▶ TEXT PASSAGE
+++

Re: Getting the most-recent version from time-series data

Clint Kelly Fri, 28 Feb 2014 10:05:12 -0800

Hi Tupshin,

BTW, you asked earlier about the number of different distinct "family"
values.  There could easily be millions of different families, each with
many different values.  Right now I see two options:


   1. Query the table once just to get all of the distinct families, then
   do separate queries for each family to get the most-recent version.
   2. Read back all of the versions of all of the families and then filter
   on the client side.

Neither one of these are great solutions, although once we have users
reading back millions of values in a single query, they will have to
indicate (to our software that sits on top of C*) that they are going to
use paging, and then we are going to be doing multiple client / server
operations anyway.  I'd just like to minimize them.  :)

Best regards,
Clint




On Fri, Feb 28, 2014 at 9:47 AM, Clint Kelly <clint.ke...@gmail.com> wrote:

> Hi Tupshin,
>
> Thanks for your help once again, I really appreciate it.  Quick question
> regarding the issue of token-aware routing, etc.  Let's say that I am using
> the table described earlier:
>
>
> CREATE TABLE time_series_stuff (
>   key text,
>   family text,
>   version int,
>   val text,
>   PRIMARY KEY (key, family, version)
> ) WITH CLUSTERING ORDER BY (family ASC, version DESC)
>
> I want to retrieve values for the most-recent version of every family for
> a given key, doing something like:
>
>     SELECT * from time_series_stuff where key='mykey'
>
> but getting only one version per family.
>
> All of this data should live on the same node (or set of replica nodes),
> correct?  I am specifying the partition key here, and I thought that only
> the partition key determined on what physical nodes data exists.

+++

▶ COMPLETE THE FOLLOWING
**1.** Could you print the part of the time-series thread between "Clint Kelly Fri, 28" and "the client side.", inclusive?
**2.** Which columns does the CREATE TABLE statement in the time-series thread define?
**3.** Can you carry the time-series thread on from its last sentence?
The records are separate material, unrelated to the time-series thread.

+++

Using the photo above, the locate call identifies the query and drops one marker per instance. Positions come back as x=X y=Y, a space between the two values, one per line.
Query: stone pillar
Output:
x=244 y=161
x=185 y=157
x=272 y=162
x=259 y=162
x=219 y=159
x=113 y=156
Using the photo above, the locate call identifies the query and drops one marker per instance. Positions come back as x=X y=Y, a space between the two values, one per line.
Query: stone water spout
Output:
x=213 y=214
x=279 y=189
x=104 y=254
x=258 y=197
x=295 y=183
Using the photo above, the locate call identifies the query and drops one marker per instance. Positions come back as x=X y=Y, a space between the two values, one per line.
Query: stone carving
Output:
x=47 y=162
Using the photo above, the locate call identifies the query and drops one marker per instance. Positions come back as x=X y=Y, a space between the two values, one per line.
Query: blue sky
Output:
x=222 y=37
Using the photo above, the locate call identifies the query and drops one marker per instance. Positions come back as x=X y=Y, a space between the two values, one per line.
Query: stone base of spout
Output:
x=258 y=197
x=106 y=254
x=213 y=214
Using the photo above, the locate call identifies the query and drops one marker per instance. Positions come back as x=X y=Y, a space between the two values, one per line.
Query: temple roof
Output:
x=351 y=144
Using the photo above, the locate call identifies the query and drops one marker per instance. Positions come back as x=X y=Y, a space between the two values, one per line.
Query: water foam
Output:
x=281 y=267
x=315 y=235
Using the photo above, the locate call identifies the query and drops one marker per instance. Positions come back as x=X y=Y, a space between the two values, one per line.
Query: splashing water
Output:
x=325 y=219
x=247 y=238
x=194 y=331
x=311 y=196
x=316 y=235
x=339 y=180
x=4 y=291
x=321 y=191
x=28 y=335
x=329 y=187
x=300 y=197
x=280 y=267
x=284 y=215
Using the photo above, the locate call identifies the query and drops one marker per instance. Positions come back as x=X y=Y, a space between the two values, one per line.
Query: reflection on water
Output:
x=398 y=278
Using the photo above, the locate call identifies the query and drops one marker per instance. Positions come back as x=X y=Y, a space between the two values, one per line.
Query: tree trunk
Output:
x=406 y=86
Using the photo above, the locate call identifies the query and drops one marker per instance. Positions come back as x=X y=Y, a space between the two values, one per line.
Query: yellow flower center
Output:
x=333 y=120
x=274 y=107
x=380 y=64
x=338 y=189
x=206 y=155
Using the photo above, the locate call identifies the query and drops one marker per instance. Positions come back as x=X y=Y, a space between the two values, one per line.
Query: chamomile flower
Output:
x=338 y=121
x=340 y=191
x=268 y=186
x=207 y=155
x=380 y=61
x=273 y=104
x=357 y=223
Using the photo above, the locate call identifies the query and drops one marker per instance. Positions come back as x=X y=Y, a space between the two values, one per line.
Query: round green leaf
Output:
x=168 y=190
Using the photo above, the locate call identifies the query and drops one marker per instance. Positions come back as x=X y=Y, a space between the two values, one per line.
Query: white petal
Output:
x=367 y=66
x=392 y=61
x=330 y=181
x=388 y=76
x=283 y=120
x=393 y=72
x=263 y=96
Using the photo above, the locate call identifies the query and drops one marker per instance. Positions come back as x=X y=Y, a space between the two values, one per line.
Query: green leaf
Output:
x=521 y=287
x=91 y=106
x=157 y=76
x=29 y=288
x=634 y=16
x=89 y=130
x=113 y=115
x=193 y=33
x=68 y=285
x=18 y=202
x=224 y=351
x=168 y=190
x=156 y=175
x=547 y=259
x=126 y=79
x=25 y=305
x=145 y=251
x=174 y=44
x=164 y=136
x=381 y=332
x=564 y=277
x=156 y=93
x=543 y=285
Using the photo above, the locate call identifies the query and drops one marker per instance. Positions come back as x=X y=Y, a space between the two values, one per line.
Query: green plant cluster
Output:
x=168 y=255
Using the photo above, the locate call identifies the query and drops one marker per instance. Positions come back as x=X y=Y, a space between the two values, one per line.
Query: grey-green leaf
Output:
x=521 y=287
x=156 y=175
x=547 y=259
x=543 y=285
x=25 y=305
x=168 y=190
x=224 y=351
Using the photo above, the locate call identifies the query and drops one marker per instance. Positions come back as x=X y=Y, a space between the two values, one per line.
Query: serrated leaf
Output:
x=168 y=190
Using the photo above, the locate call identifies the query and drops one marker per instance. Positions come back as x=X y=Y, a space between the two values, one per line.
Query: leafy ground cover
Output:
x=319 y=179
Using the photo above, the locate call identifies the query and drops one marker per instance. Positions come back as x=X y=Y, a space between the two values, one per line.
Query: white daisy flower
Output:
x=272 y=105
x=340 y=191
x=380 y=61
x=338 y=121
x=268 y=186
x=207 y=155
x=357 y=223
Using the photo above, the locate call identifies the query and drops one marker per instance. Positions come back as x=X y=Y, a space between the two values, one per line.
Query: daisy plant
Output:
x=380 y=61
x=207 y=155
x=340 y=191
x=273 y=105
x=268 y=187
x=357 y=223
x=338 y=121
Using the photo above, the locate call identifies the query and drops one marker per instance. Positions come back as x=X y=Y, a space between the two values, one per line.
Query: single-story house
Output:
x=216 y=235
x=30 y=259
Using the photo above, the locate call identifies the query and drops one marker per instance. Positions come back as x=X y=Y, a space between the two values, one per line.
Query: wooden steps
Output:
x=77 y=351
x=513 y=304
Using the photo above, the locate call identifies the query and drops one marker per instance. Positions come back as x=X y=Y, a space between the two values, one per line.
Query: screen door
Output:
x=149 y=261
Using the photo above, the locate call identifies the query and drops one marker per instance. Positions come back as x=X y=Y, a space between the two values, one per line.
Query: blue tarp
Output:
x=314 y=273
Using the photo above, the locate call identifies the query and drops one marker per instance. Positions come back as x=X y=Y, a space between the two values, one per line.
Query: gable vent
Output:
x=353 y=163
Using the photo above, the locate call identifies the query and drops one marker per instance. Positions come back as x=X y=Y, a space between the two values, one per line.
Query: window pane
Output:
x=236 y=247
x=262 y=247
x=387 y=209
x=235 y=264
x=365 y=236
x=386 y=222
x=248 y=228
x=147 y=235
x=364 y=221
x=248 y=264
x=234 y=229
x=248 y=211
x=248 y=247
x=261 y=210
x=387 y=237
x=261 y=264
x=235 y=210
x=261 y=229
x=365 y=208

+++

▶ RESPONSES TO THE EXERCISE
**1.**
Clint Kelly Fri, 28 Feb 2014 10:05:12 -0800

Hi Tupshin,

BTW, you asked earlier about the number of different distinct "family"
values.  There could easily be millions of different families, each with
many different values.  Right now I see two options:


   1. Query the table once just to get all of the distinct families, then
   do separate queries for each family to get the most-recent version.
   2. Read back all of the versions of all of the families and then filter
   on the client side.

**2.** key, family, version, val

**3.**
> Therefore, I would think that all of the results from this query would come
> from a single replica node (or set of replica nodes, if the consistency
> level is greater than 1).
>
> Would you mind clarifying?  Thanks a lot!
>
> Best regards,
> Clint
>
>
>
>
>
>
> On Wed, Feb 26, 2014 at 4:56 AM, Tupshin Harper <tups...@tupshin.com>wrote:
>
>> And one last clarification. Where I said "stored procedure" earlier, I
>> meant "prepared statement". Sorry for the confusion. Too much typing while
>> tired.
>>
>> -Tupshin
>>
>>
>> On Tue, Feb 25, 2014 at 10:36 PM, Tupshin Harper <tups...@tupshin.com>wrote:
>>
>>> I failed to address the matter of not knowing the families in advance.
>>>
>>> I can't really recommend any solution to that other than storing the
>>> list of families in another structure that is readily queryable. I don't
>>> know how many families you are thinking, but if it is in the millions or
>>> more, You might consider constructing another table such as:
>>> CREATE TABLE families (
>>>   key int,
>>>   family text,
>>>   PRIMARY KEY (key, family)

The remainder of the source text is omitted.